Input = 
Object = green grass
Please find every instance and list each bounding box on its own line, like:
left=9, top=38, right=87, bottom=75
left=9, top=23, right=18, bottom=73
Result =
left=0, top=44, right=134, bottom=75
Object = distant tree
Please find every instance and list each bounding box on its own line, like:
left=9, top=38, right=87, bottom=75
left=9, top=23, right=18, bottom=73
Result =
=====
**SHORT EXERCISE**
Format the lines above as a Markdown table with the columns No. and Line, starting with the line containing "Object = distant tree" and going on through the last line of the entries. Leave out any blank lines.

**ANSWER FOR THIS EXERCISE**
| No. | Line |
|---|---|
| 1 | Object = distant tree |
| 2 | Please find every instance and list each bounding box on its own line, like: |
| 3 | left=9, top=38, right=87, bottom=75 |
| 4 | left=9, top=23, right=18, bottom=73 |
| 5 | Result = |